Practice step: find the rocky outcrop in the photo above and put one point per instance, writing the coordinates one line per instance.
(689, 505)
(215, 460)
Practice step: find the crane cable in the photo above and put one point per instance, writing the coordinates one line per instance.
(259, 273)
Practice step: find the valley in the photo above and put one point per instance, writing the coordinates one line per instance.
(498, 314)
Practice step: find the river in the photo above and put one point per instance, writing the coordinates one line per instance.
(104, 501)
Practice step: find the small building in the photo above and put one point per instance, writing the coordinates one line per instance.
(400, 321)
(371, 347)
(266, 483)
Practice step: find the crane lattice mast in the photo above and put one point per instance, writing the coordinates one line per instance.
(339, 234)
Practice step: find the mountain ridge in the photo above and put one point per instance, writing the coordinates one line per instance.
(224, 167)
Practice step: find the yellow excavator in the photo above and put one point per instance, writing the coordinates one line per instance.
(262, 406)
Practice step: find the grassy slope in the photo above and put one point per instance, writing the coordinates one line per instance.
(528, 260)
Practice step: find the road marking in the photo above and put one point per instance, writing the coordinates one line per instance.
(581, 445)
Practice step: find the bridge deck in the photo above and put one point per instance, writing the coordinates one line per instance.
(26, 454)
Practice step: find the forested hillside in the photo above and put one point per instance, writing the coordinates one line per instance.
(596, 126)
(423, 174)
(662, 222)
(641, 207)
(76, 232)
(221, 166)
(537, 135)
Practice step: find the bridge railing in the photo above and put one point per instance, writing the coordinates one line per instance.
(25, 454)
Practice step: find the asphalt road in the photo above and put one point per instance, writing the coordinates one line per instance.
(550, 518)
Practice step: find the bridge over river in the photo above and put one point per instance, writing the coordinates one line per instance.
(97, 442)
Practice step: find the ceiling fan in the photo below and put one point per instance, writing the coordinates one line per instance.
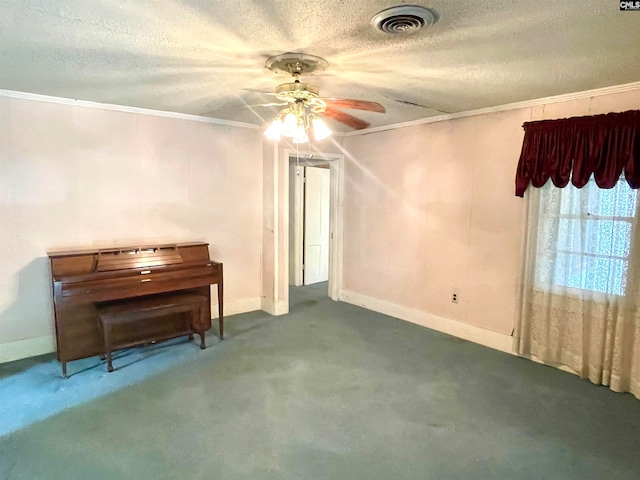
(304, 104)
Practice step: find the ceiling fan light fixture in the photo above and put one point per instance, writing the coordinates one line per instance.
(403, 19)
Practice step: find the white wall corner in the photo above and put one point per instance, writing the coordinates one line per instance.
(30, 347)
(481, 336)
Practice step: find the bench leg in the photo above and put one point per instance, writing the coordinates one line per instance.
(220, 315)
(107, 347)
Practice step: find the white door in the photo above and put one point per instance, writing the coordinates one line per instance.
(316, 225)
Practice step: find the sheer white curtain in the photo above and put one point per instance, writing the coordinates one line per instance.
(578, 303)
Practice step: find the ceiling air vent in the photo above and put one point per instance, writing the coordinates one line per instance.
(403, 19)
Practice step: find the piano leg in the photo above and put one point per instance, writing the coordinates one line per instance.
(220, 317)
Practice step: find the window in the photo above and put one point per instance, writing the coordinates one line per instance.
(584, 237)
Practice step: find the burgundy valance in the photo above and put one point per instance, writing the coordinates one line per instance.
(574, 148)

THE REQUEST: Output the records as a two-column CSV with the header instruction,coordinates. Give one row per record, with its text and its answer each in a single quoted field and line breaks replaced by spaces. Begin at the line that contains "Practice step: find the bench" and stop after the last of the records.

SOLUTION FOR THIS PROBLEM:
instruction,coordinates
"Practice step: find the bench leg in the photo above and put one point per instance, writing the coordinates one line per instance.","(220, 315) (107, 347)"
"Practice step: find the white door in the photo above and put one point per instance, writing the coordinates one line per instance.","(316, 225)"
"Practice step: find the sheer white curtain in the photo above and put one point per instance, writing the coordinates one line per instance.","(578, 303)"
"Practice step: find the ceiling air vent in the photo above and put one point per instance, writing the coordinates one line per instance.","(403, 19)"
"Practice step: find the piano leg in the photo above and put one point per instance, writing the coordinates one line per instance.","(220, 317)"
"Practice step: find the window in the photo above and put one point per instance, writing the coordinates one line per instance.","(584, 237)"
"Practice step: find the burgundy valance in the photo above and put one point per instance, writing the coordinates one line per instance.","(574, 148)"